Make an exact copy of all the entries, but do not reproduce the pictures.

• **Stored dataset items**
%%
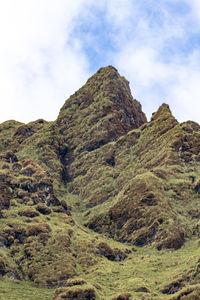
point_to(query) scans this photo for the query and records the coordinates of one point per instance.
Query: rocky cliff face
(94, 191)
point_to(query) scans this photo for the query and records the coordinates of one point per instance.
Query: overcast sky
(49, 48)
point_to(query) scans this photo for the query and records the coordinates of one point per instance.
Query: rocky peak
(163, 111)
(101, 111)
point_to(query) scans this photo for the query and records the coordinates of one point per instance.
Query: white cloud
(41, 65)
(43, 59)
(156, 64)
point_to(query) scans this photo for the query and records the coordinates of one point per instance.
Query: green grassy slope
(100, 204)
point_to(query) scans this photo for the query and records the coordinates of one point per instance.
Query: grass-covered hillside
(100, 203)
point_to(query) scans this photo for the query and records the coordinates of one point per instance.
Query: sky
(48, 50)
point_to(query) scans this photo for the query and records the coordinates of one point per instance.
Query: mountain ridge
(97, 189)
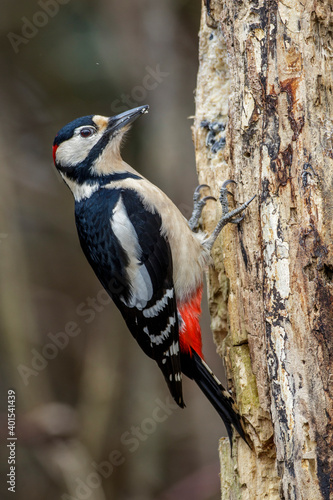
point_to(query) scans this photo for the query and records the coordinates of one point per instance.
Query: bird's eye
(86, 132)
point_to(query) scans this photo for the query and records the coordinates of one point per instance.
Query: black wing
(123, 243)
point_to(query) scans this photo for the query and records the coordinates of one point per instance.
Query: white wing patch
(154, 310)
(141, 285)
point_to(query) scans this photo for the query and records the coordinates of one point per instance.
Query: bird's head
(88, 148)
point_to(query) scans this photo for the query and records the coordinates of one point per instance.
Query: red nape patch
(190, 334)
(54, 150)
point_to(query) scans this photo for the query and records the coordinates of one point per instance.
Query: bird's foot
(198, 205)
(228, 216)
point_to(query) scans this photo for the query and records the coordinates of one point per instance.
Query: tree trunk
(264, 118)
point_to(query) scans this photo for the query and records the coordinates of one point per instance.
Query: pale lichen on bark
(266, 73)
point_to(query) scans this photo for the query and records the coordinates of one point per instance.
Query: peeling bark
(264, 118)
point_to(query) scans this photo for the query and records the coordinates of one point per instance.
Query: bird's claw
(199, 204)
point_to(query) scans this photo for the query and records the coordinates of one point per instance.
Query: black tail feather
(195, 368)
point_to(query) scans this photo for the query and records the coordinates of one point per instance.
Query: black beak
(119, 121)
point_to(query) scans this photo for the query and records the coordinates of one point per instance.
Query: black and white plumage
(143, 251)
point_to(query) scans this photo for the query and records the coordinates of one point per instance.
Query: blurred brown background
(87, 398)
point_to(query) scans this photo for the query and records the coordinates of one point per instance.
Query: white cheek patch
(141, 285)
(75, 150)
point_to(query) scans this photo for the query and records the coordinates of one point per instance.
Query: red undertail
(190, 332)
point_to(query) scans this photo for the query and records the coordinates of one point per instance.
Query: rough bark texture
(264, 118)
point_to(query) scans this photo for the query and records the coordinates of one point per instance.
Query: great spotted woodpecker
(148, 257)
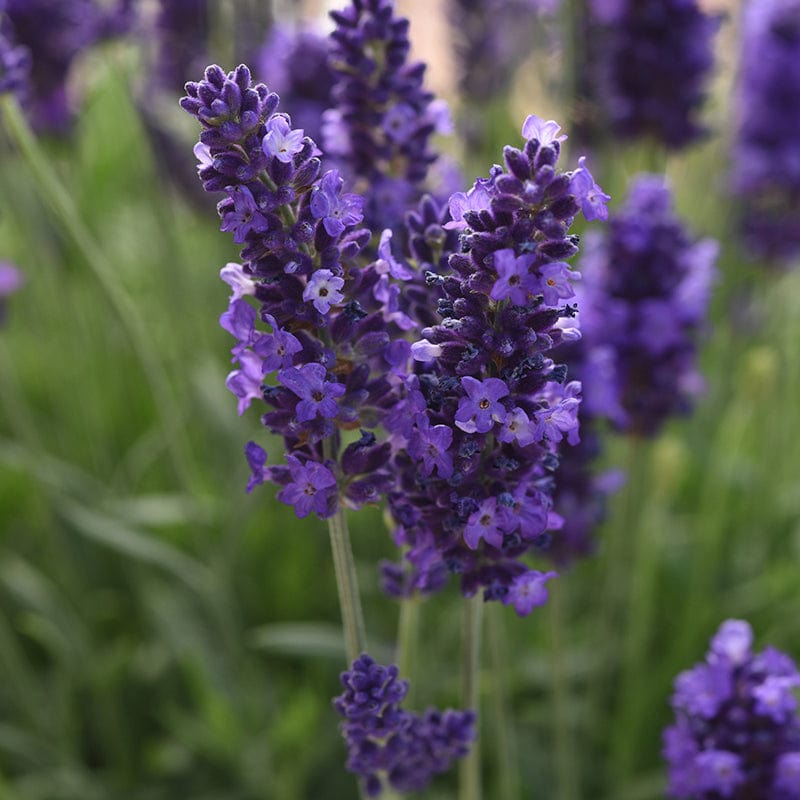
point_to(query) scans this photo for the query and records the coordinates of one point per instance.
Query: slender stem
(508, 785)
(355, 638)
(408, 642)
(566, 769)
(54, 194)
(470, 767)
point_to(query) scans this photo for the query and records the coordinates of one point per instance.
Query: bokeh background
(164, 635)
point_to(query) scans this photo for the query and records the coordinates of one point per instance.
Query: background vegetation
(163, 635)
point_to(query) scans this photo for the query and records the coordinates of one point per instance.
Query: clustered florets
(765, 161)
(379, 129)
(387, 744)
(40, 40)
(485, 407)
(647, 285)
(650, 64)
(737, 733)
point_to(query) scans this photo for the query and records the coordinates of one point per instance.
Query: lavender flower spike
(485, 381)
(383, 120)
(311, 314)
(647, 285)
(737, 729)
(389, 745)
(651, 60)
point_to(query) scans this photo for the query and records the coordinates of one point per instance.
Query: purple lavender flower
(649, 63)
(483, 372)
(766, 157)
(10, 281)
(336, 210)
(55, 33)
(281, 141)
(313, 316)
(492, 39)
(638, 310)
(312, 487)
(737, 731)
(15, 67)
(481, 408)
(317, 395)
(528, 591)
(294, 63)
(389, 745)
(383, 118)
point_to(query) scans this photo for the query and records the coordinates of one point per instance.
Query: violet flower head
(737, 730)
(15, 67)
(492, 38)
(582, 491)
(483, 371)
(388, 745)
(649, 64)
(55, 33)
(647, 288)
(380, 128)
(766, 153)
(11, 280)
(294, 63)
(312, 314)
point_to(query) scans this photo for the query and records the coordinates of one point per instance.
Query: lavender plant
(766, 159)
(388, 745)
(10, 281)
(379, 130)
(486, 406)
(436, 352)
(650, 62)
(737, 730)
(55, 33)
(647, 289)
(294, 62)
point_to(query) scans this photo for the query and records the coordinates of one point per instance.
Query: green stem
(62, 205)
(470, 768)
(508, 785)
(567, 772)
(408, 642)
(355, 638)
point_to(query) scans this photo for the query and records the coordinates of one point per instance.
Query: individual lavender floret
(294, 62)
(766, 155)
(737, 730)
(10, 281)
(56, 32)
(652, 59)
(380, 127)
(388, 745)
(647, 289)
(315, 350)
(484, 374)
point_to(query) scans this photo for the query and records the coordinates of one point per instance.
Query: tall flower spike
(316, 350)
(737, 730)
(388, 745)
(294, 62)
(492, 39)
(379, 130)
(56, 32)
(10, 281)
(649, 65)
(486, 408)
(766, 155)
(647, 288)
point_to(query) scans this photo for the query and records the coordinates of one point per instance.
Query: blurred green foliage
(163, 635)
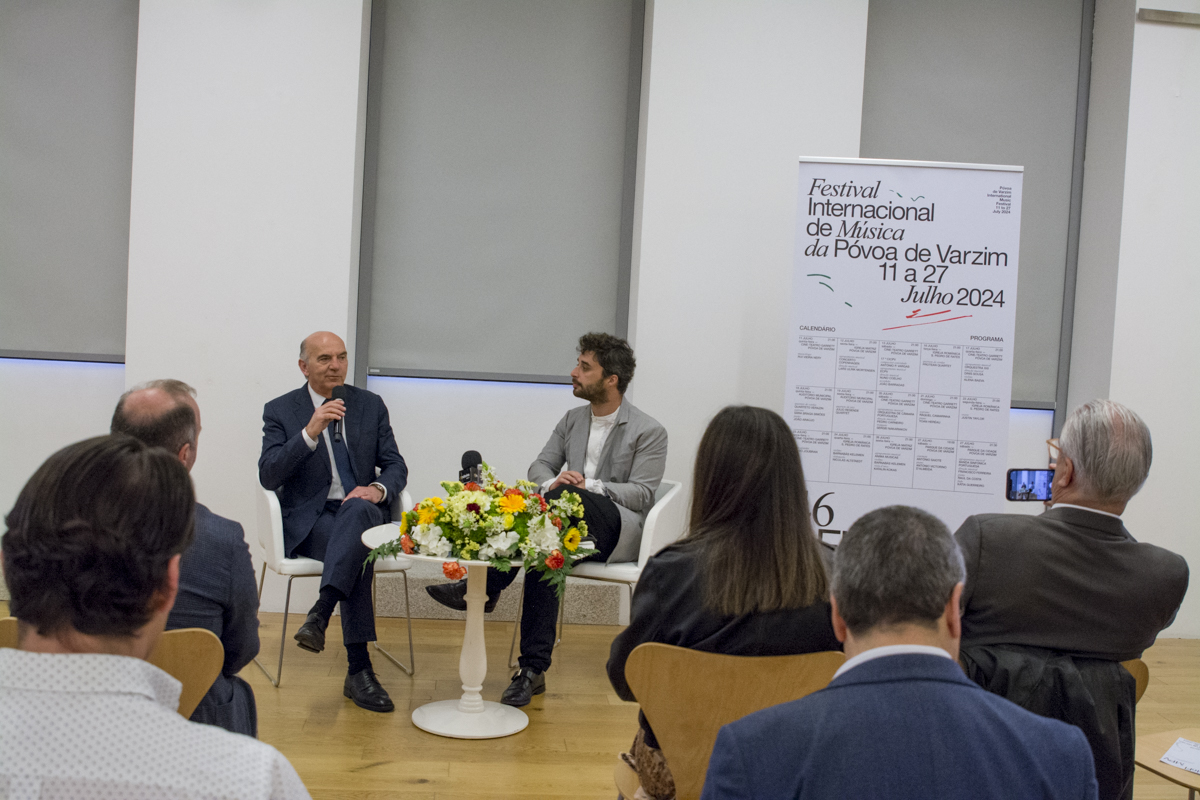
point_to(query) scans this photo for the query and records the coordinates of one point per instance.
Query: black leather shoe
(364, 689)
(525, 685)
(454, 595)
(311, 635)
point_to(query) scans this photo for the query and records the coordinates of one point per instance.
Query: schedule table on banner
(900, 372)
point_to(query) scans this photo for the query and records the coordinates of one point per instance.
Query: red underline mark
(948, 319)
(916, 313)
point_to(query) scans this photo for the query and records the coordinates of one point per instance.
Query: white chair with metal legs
%%
• **Expected answer**
point_to(query) scans this photo for the query and records the coordinates of one point per instance.
Query: rocky cliff face
(94, 191)
point_to(query) scans this photo for the query and records the coordinates of one point per instance.
Query: overcast sky
(49, 48)
point_to(query) scans this photo for the query and records the coordinates of one point per instance.
Query: rocky peak
(163, 111)
(101, 111)
point_to(query) scans this photo for the query and records the coordinates of one point per instance.
Query: white cloud
(41, 65)
(43, 59)
(156, 64)
point_to(query) scans this photo for the query and records the coordinates of one point per instance.
Query: green grassy slope
(100, 204)
point_to(query) scans this photo for the query and records the coordinates of one point per instance.
Query: grass-covered hillside
(100, 203)
point_to(query) scans this photo for the query and records the coordinates of one point per instance.
Query: sky
(48, 50)
point_to(query) scans this photo for the query and records the coordinates of one point per instance.
Query: mountain ridge
(97, 189)
point_to(query) scans this photo for the query and records the coordinates of one point per instance.
Query: bird's eye
(86, 132)
point_to(query) scans this photo for the query and records the coordinates of one point per instance.
Query: black wing
(123, 243)
point_to(query) scans this photo for the query and records the coordinates of one point per instance.
Query: white wing patch
(154, 310)
(141, 285)
point_to(query) scans this photo for the query and records the coordinates of one point per instance.
Query: bird's head
(88, 148)
point_to(query) scans this photo for the query and records the coordinates of one point per instance.
Query: red nape patch
(190, 334)
(54, 150)
point_to(query) scans this photo for the query and records the coordinates of one point per instance.
Query: bird's foot
(198, 205)
(228, 216)
point_to(query) scans this photo for the query and records the coordinates of one point per instance.
Query: tree trunk
(264, 118)
point_to(query) scans this photo for the query and records the coordinates of one point per instance.
Query: pale lichen on bark
(266, 73)
point_to(query) scans this photo for the query and records the coordinates of one point per instance.
Query: peeling bark
(264, 118)
point_to(query) scans this photo for the query and records the coordinates of one point per instance.
Query: bird's claw
(199, 204)
point_to(query) scans this photo for the query and records the coordinates of one point per instance.
Query: black tail feather
(195, 368)
point_to(query) scans this photo for the query and records the coordinates of one point per instance.
Query: black beak
(119, 121)
point_to(query) scans this photo for the query and records the coordinates of one point per instance.
Query: black and white plumage
(143, 251)
point_to(query) scans this photo for the query and records the coordinates of one point per instance.
Query: blurred brown background
(87, 398)
point_to(query) scans this photo for the query and records the coordinates of one point per instance.
Query: white cheek patch
(141, 285)
(75, 150)
point_to(query) scans this photo for the query and records the coordinates of one point per instance.
Query: red undertail
(190, 332)
point_to(query) scans this photo for the query and records the coordinates of one point per instance.
Query: rough bark texture
(264, 118)
point_to(query) scans this photo for the query and records the coordinates of one point per instance.
Query: great spotted woodpecker
(148, 257)
point_to(query) scans this photo for the query and records the coordinates of one point per instance.
Query: slender stem
(508, 785)
(355, 638)
(408, 642)
(566, 769)
(54, 194)
(470, 767)
point_to(query) scans this photo for the query and records the coordinates of one point per instance.
Query: bokeh background
(164, 635)
point_to(query) scans this photo for the query and records the coordinates of one point per instance.
Query: background vegetation
(163, 635)
point_to(query) scans this photo for the query and records the coordinates of one point per instance.
Query: clustered florets
(765, 161)
(379, 129)
(387, 744)
(40, 40)
(485, 407)
(647, 285)
(650, 64)
(737, 733)
point_to(query) scans this photo for the query and records the coordinates of one point per instance.
Query: lavender flower spike
(485, 381)
(383, 120)
(311, 314)
(647, 285)
(737, 729)
(389, 745)
(651, 60)
point_to(query) scans this photo for the query and records the coordinates of one point per instance.
Query: purple lavender flower
(649, 63)
(483, 372)
(766, 157)
(10, 281)
(336, 210)
(55, 33)
(281, 141)
(313, 316)
(492, 39)
(638, 310)
(312, 487)
(737, 731)
(15, 67)
(481, 408)
(317, 395)
(528, 591)
(294, 63)
(389, 745)
(383, 118)
point_to(query) scans this photo for the query and records the coordinates of one point per instance.
Query: violet flower head
(737, 730)
(15, 67)
(492, 38)
(582, 491)
(483, 371)
(388, 745)
(649, 64)
(55, 33)
(647, 288)
(380, 128)
(766, 153)
(11, 280)
(294, 63)
(312, 314)
point_to(query) scans this photo for the query and records the coordinates of one point per instance.
Query: lavender plant
(766, 159)
(388, 745)
(10, 281)
(379, 130)
(486, 406)
(436, 352)
(650, 62)
(737, 730)
(55, 33)
(647, 289)
(294, 62)
point_to(query) scans this photo for the query and records the coordinates of one point per instance.
Query: green stem
(62, 205)
(470, 768)
(508, 785)
(567, 772)
(408, 642)
(355, 638)
point_to(query) scans this photo for the query and records the coordinates of one point per instance.
Query: individual lavender floret
(294, 62)
(766, 155)
(737, 730)
(10, 281)
(56, 32)
(652, 59)
(380, 127)
(388, 745)
(647, 289)
(315, 350)
(484, 374)
point_to(query) scans this photo for the query and records the coordinates of one point per instance.
Query: tall flower spike
(316, 350)
(737, 730)
(388, 745)
(294, 62)
(492, 39)
(379, 130)
(56, 32)
(10, 281)
(649, 65)
(486, 408)
(766, 155)
(647, 288)
point_to(query) scans this photo for the query and records the coordinates of one point per instance.
Query: blurred green foliage
(163, 635)
point_to(query) scans this photo for the query and records the coordinates of one point per instance.
Query: black leather shoe
(364, 689)
(525, 685)
(454, 595)
(311, 635)
point_to(query) scans this photo for the query and records the coordinates of one point per instance.
Query: schedule table on banner
(900, 372)
point_to(query) scans this photo for the query and records the coordinates of one point per instance.
Query: red underline mark
(948, 319)
(916, 313)
point_to(query) scans this photo for the query and records the coordinates of one point per instance.
Query: white chair with metal legs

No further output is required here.